I would like to get comments from all of you Omnipod users for an idea that I would like to pursue.  Both my son and I use the Omnipod and one of the downsides of the system is downloading the data.  I usually try to download the PDM atleast once a week but at times I have a hard time getting the PDM from my son, who is now 17 and interested in cars and girls.  What I would like to do is build an adapter that plugs into the PDM that would allow the PDM to be downloaded at a settable time, using 3g or Wifi to a central database (almost similiar to the Copilot system).  Then I wouldn't have to track my son down and get his PDM because the data would automatically download.

 

Once the data has downloaded to the centralized repository the system would "Data Mine" looking for:

  1. Trends in our A1C (30 day average BG)  (ie. is our A1c slowly creeping up and forecast when we would hit that # if nothing was to be done)
  2. Monitor BG testing (are we testing enough, morning, lunch, dinner, night time, etc and provide notification to remind us of our testing)
  3. Look at trends in our IC ratio (pre meal and post meal)(are we within 30 points?)
  4. Basal rates (if we haven't eatend for a period, which we all do, are our basal rates holding?)
  5. Basal rate testing reminders if the system determines that #4 is outside of the 30 point window or not enough data points available for analysis
  6. The system would give recommendations for settings (IC, basal, sensitivity) based up the data and the trends
  7. ????  (looking for more comments)

The user interface to this system would be through an iPad or iPhone App that would give you "Push Notifications" to alert you that something needs to be done or checked.  I find that it is easy to determine a problem but the big issue is what do I need to do to correct the problem and especially having a 17 year old off to college how, as a parent, can I monitor his BG without interfering with his college life but yet ensure he is maintaining his health.

 

I would love comments because this is something I am going to design and build.  I am a seasoned software engineer and have been developing embedded system software for avionics for 20+ years.  I have been hoping that the industry would step up and give us the tools we need but as a diabetic I know what is best for me and my son.  Insulet Corporation has given us an incredible product that has made my life wonderful.  I am wanting to take this product and move it to the next step where it becomes more of a prognostic tool to assist in having great #'s.

 

Keep in mind that in the avionics world this type of technology is used to monitor the health of aircraft engines which we fly daily.  Because of this type of technology it has become safer to fly.  Our bodies are machines and in some ways are repeatable.  Because we are repeatable we can also be trended to determine changes to the "norm".

 

So give me feedback as to what you would like to see in an iPad or iPhone App to assist you in your diabetes management. 

 

Look forward to hearing from you.

Views: 244

Replies to This Discussion

I've reached out to my local Insulet rep on two occasions because I was vrey serious about writing my own cross-platoform software for reading the PDM data and providing a better interface for mining, researching, and reporting based on it. But nothing ever came of my requests. The primary problem was determining the format of the binary data file that can be read from the PDM; I asked the local rep to have an engineer get in touch with me to discuss how to parse that data, but I never heard back.

Stored data ::
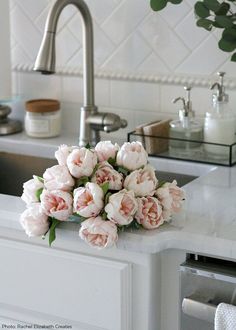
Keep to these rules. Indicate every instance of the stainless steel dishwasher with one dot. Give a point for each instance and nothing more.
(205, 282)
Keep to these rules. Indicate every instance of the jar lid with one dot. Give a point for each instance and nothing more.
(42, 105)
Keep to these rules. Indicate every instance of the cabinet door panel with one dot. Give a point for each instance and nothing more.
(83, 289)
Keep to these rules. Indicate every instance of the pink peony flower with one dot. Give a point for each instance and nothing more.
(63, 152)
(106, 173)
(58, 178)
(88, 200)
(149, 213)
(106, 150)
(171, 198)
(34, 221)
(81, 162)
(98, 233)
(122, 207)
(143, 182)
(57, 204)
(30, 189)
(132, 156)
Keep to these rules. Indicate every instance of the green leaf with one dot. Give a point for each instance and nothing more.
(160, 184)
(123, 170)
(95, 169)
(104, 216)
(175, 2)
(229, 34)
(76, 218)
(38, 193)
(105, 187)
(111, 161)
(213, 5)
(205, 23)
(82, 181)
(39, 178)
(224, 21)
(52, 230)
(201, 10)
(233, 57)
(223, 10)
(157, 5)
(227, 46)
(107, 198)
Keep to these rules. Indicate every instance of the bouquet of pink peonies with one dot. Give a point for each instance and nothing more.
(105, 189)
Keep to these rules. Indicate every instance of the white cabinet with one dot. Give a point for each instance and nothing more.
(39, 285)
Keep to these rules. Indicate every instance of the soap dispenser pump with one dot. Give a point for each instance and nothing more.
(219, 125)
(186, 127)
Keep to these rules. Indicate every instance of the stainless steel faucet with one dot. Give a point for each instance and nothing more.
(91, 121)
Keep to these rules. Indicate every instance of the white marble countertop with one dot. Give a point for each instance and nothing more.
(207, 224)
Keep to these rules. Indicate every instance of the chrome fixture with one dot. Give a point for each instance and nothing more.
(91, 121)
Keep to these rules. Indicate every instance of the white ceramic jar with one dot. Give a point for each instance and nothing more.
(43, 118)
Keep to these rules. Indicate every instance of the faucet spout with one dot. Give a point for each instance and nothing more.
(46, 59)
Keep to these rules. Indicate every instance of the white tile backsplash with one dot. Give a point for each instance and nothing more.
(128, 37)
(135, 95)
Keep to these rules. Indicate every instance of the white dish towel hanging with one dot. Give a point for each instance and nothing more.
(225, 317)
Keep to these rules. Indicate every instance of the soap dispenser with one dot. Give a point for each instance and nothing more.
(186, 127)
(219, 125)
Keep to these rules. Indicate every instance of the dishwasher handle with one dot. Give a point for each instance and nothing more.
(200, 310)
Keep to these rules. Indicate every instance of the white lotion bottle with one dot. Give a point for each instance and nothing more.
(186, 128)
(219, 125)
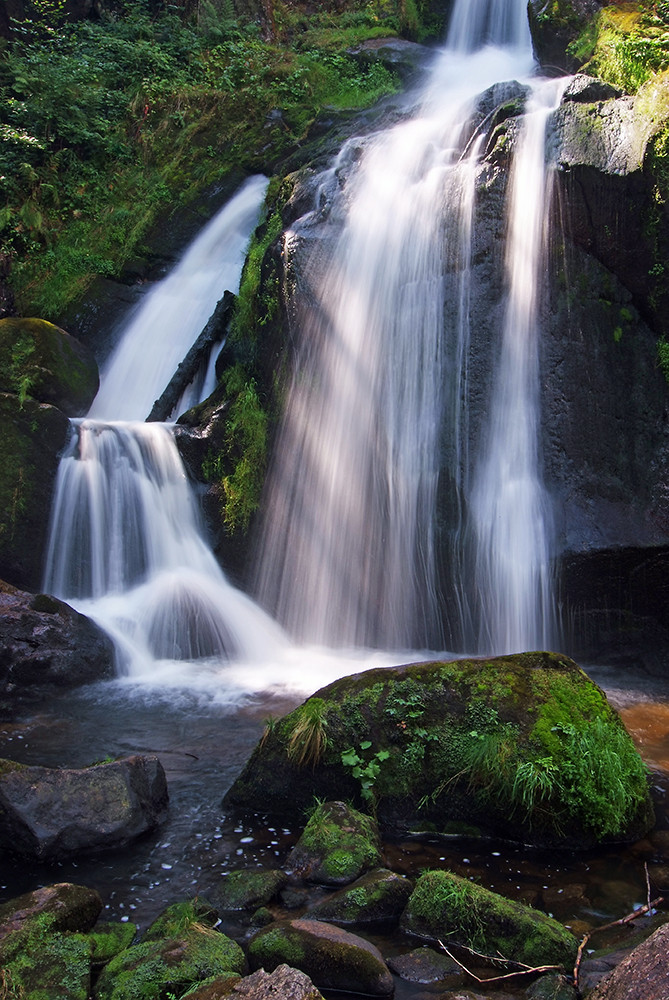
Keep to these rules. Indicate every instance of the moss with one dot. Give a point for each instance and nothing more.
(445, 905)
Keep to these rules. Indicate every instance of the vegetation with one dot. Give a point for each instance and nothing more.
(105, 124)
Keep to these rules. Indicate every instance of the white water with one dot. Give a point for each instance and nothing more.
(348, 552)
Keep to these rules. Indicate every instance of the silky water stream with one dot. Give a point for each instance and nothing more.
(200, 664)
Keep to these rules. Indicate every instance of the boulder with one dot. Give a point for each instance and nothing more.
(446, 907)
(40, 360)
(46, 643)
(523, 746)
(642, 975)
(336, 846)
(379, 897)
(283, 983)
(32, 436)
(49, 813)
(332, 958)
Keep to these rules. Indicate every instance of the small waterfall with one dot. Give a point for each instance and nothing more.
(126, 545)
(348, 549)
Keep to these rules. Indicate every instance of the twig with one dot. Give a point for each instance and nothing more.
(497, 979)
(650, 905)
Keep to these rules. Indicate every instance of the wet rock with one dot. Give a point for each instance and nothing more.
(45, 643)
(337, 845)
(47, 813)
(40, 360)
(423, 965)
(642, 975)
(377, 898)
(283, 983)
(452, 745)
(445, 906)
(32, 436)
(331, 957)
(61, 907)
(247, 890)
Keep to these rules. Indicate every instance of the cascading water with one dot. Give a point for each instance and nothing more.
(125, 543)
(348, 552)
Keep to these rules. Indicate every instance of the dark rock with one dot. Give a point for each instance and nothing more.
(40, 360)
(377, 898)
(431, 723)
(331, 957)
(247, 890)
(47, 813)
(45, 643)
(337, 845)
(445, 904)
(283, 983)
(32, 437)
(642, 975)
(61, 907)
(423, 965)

The task ::
Answer these questions from the Omnipod post:
1. How old is the writer's son?
2. Through what would users reach the proposed system?
3. In the reply, what did the replier ask the local Insulet rep to arrange?

Written response ::
1. He is 17.
2. Through an iPad or iPhone app that sends push notifications.
3. To have an engineer get in touch to discuss how to parse the binary data file read from the PDM.